• **Required action**: Only the text of the records, copied exactly, is wanted; no pictures.

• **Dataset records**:
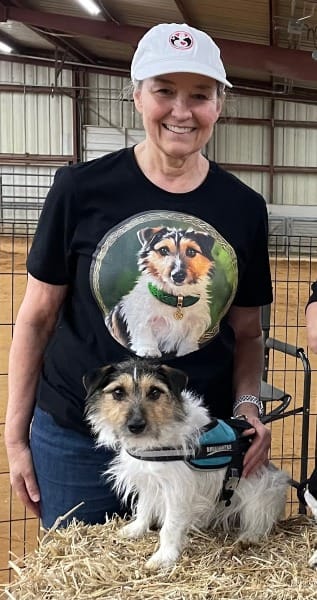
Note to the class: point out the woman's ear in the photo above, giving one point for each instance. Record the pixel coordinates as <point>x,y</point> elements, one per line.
<point>137,98</point>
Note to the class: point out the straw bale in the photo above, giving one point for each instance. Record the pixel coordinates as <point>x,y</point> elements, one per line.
<point>83,562</point>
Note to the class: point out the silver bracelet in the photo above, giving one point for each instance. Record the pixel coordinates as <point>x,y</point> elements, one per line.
<point>251,400</point>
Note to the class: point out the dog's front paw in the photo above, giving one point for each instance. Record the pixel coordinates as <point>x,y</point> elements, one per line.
<point>313,560</point>
<point>133,530</point>
<point>162,559</point>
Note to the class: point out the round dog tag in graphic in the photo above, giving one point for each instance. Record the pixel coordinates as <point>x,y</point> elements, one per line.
<point>163,281</point>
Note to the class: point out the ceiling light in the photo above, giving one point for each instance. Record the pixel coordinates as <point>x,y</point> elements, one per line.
<point>90,6</point>
<point>5,48</point>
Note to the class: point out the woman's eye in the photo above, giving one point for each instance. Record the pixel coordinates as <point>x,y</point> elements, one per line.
<point>164,91</point>
<point>154,394</point>
<point>118,394</point>
<point>200,97</point>
<point>164,251</point>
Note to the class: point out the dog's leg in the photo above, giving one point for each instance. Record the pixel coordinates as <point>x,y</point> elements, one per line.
<point>263,498</point>
<point>143,519</point>
<point>172,539</point>
<point>313,560</point>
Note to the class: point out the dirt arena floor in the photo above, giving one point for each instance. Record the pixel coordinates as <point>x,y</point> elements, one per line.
<point>291,279</point>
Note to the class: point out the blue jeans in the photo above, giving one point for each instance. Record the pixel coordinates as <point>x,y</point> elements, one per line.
<point>69,470</point>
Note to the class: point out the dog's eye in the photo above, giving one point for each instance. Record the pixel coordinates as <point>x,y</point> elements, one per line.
<point>118,394</point>
<point>191,252</point>
<point>164,251</point>
<point>154,393</point>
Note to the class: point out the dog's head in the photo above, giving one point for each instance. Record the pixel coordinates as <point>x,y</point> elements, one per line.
<point>175,256</point>
<point>134,402</point>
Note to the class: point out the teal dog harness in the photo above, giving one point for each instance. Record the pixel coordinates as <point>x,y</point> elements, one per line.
<point>221,445</point>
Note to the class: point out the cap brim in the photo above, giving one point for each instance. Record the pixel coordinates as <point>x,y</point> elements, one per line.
<point>165,67</point>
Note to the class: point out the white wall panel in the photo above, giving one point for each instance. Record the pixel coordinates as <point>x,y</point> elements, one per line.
<point>295,189</point>
<point>102,140</point>
<point>295,147</point>
<point>246,106</point>
<point>295,111</point>
<point>110,103</point>
<point>23,191</point>
<point>235,143</point>
<point>36,123</point>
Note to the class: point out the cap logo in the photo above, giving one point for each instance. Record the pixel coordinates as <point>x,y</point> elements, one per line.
<point>181,40</point>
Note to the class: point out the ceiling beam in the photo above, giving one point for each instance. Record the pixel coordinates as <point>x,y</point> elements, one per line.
<point>279,62</point>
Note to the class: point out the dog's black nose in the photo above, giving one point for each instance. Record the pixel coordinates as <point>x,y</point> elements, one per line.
<point>136,425</point>
<point>179,277</point>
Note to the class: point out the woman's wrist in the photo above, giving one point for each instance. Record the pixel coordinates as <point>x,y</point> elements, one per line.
<point>246,403</point>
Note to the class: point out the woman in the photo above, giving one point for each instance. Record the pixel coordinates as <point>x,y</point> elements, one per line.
<point>151,250</point>
<point>311,319</point>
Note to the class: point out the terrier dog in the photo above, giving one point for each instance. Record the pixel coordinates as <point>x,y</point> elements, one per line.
<point>168,309</point>
<point>139,406</point>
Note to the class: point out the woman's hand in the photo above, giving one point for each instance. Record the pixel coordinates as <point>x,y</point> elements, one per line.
<point>22,476</point>
<point>258,453</point>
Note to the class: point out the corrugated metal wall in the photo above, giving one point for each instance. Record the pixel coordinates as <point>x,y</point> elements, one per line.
<point>37,123</point>
<point>34,120</point>
<point>258,139</point>
<point>265,144</point>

• **Task solution**:
Note to the class: point out the woman's ear in the photo above, giving one point for each instance. Record the pixel coordinates as <point>x,y</point> elements, one per line.
<point>137,98</point>
Note to the class: point out the straw bale in the photo above, giving one point for each instance. Record the pixel coordinates as <point>x,y</point> elements, one per line.
<point>83,562</point>
Note to the class: point out the silver bracelet in the photo above, giving one point for each instance. Record the pixel coordinates as <point>x,y</point> elements, one per line.
<point>251,400</point>
Note to the class: point out the dog's front paw in the photo above, giving one point for each instance. Record the pixel coordinates as <point>x,y</point> elements, one per line.
<point>313,560</point>
<point>133,530</point>
<point>162,559</point>
Note to the class: point out the round dog tag in graphic in the photo above, giving one point for each instance. Record the pixel coordinates as <point>x,y</point> elements, one per line.
<point>163,281</point>
Note to the class: point out the ceiling light in the photo above, giving one point for each instance. Record the pixel coordinates as <point>x,y</point> elements, one per line.
<point>90,6</point>
<point>5,48</point>
Note to the class: point out the woman's eye in the photo above, giving one point for each instance. Record the pixel coordinates as <point>x,y</point> elements, one per line.
<point>164,91</point>
<point>154,394</point>
<point>118,394</point>
<point>200,97</point>
<point>164,251</point>
Note to the class: point out the dog's leg in the photo above, giving one point for each instance. Record the pixel coordinates as <point>x,y</point> elements, one per line.
<point>263,498</point>
<point>143,519</point>
<point>172,539</point>
<point>313,560</point>
Note to the class: point out the dirt arena floor in the photo above, giving one point for each instance. Record the pixel coordinates as <point>x,y</point> elements, one per line.
<point>291,279</point>
Note to the class: point out the blue jeans in the photo above, giving one point for each instance. Record the pixel coordinates as <point>x,y</point> elements, one per line.
<point>69,470</point>
Note to the class: point out the dog's eye in the photo above, giving one point for each instance. Record the pixel coordinates as <point>x,y</point> elements, one per line.
<point>118,394</point>
<point>191,252</point>
<point>164,251</point>
<point>154,393</point>
Note to the class: point out the dog's head in the photo above, giving one point for each instance. Record the pixel coordinates as <point>x,y</point> elements, one per line.
<point>175,256</point>
<point>134,402</point>
Note to the class: point out the teal dog harness in the photo above, giving one point for each instance. Record the pixel coordinates as <point>x,y</point> elements, one per line.
<point>221,445</point>
Note to the class: point out the cap brim in the photo above, giving one point for each instance. Record the pixel coordinates as <point>x,y</point> elements, one per line.
<point>165,67</point>
Note to the class: point out the white wall panel in the photo above, giving one point for each instance. Record the pixel coordinates as <point>x,y</point> elements, one per line.
<point>295,189</point>
<point>102,140</point>
<point>295,147</point>
<point>246,106</point>
<point>295,111</point>
<point>110,103</point>
<point>23,191</point>
<point>235,143</point>
<point>36,123</point>
Note to the class: point out the cap logo in the photo above, giving one point for each instance. Record the pixel coordinates as <point>x,y</point> elements, one per line.
<point>181,40</point>
Note to the class: point out the ceiling beam in the photo above, giving one point for each instance. Record the pixel coordinates as <point>x,y</point> elements, one per line.
<point>279,62</point>
Note to the class: point out the dog's black nose in the photo above, giving one point for each instance. Record the pixel coordinates as <point>x,y</point> elements, one per line.
<point>136,425</point>
<point>179,277</point>
Note to the class: point out the woman's wrist in the photo above, giving one point for each instance. Record the pixel coordinates as <point>x,y</point> elements, one per line.
<point>246,403</point>
Note to the class: point out the woman in the photo above, giving one point for each instance. Record the pixel coordinates as <point>x,y</point> elements, one per line.
<point>151,250</point>
<point>311,319</point>
Note to the class: point out the terrier dog in the photo above, giving one point for each instance. Record the pixel coordinates as <point>x,y</point> elements, one per line.
<point>168,309</point>
<point>139,406</point>
Note to the class: point out the woman's hand in the photo above, giving one point for each instance. Record the pixel coordinates as <point>x,y</point> elements, one per line.
<point>22,476</point>
<point>258,453</point>
Note to the class: point out the corrugated metal wall in the photo above, giving one point for each instance. Record the pixel coordinates as <point>x,y</point> elements, one per line.
<point>37,123</point>
<point>34,120</point>
<point>258,139</point>
<point>265,144</point>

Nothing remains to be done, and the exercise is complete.